_Try it:_ Please look for the string "road" below and report every line in which it occurs.
-- Data for the task follows --
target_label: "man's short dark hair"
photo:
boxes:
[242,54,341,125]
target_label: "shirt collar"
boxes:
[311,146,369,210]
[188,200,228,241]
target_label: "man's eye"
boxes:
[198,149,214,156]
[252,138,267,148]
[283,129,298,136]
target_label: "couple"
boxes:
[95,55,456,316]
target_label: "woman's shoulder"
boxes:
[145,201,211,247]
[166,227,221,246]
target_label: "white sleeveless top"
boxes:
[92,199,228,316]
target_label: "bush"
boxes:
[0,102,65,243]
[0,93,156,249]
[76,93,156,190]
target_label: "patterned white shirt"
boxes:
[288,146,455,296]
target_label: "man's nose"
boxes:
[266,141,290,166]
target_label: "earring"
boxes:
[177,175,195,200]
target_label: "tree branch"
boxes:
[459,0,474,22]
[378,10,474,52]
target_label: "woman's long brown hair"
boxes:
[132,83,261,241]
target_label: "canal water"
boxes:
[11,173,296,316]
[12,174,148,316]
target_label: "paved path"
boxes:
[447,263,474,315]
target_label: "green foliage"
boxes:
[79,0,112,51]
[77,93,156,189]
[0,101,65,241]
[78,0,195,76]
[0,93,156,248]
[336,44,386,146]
-- Data for the task concluded --
-- Data for the task follows --
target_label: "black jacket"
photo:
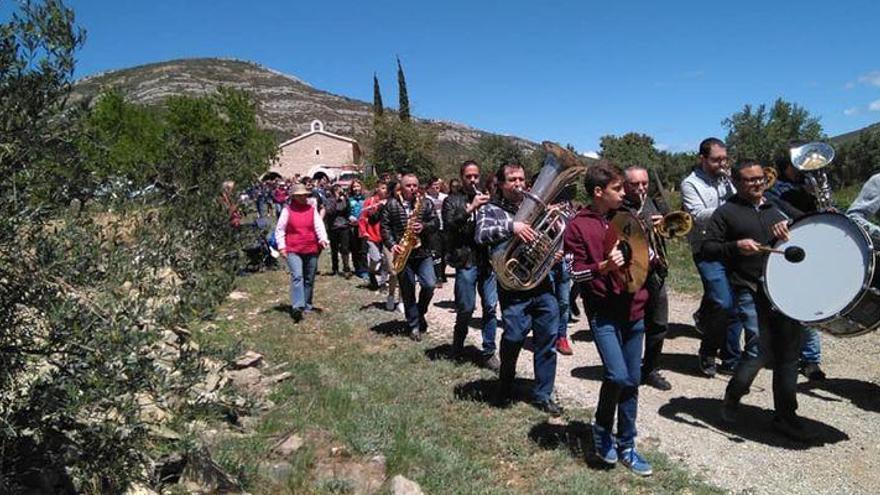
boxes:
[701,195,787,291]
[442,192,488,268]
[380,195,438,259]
-- Data for the task concluded --
-- Data for the task follows --
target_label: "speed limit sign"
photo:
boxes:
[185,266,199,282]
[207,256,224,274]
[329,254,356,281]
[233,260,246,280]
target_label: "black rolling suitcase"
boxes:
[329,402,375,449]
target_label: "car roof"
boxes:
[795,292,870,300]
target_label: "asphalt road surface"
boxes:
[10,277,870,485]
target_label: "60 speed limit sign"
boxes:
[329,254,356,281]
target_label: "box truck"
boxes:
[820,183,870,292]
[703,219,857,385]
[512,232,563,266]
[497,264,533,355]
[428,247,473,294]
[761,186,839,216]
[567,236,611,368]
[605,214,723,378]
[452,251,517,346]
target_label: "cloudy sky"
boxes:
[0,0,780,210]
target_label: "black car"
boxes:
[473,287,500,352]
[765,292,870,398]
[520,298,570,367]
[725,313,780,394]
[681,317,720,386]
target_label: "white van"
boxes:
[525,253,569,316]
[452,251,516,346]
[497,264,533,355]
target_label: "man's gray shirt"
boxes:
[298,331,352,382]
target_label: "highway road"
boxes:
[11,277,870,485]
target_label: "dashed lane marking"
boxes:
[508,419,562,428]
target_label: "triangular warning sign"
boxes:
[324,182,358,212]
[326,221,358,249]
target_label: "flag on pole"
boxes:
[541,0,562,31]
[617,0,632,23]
-- Data for the task concluded --
_Solution for this exercise:_
target_label: "asphalt road surface"
target_label: "highway road"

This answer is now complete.